**Written exercise**
Reproduce all entries verbatim, with nothing added or dropped.

**Provided records**

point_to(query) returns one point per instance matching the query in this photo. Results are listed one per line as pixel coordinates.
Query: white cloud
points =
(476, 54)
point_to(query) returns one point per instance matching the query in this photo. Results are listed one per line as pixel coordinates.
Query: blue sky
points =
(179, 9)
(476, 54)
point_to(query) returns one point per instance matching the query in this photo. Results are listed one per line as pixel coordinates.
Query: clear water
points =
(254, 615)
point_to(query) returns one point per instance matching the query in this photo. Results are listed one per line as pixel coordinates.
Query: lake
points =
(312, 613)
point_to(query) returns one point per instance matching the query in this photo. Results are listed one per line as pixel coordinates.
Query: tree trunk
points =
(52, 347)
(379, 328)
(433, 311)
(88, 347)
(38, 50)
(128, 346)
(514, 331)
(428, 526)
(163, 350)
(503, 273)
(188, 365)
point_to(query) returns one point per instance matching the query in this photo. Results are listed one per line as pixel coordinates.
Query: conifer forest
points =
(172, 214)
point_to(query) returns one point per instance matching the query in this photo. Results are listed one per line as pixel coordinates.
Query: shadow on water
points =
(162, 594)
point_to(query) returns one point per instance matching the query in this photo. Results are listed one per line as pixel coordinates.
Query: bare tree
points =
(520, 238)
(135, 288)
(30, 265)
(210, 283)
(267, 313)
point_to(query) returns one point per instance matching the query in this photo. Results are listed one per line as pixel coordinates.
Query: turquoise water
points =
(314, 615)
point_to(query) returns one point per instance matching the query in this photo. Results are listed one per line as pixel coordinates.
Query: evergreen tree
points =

**Answer for the task**
point_to(query) returns one point per instance matching the query in this photo. Results are listed one per line as pixel coordinates.
Query: white cloud
points =
(476, 54)
point_to(query) returns one point per instance matching the query in this photo. Results are listed one per line as pixel coordinates.
Query: blue sky
points =
(179, 9)
(476, 54)
point_to(query) returns one point per instance matching the query in this photo. Results are listed one per line as pixel coordinates.
Query: clear water
points =
(254, 615)
point_to(query) returns one point per instance matching the query in this photo. Results are listed one per line as pixel coordinates.
Query: lake
points =
(312, 613)
point_to(query) returns one point per instance matching the query in this photo. Results are listed one per line as pixel coordinates.
Query: tree trunk
points =
(52, 347)
(379, 328)
(433, 311)
(88, 347)
(38, 50)
(128, 346)
(514, 331)
(428, 526)
(163, 350)
(503, 273)
(188, 365)
point_to(query) returns one point per instance matching the query in this photo. Results are listed one per line as pixel coordinates.
Query: conifer forest
points =
(172, 214)
point_to(query) returns one point per instance matching the query in this photo. Results are listed one per line as pixel coordinates.
Query: shadow on water
points =
(162, 594)
point_to(query) returns one point per instance matching the query in this photo. Results are listed one per line as pixel coordinates.
Query: bare tree
points =
(520, 238)
(135, 288)
(30, 265)
(210, 283)
(267, 313)
point_to(query) returns one point per instance matching the query in this photo. Results are listed one per line as pixel coordinates.
Query: turquoise water
points =
(314, 615)
point_to(query) returns one point per instance matching the query in this photo. Results are listed one per line as pixel coordinates.
Query: evergreen tree
points =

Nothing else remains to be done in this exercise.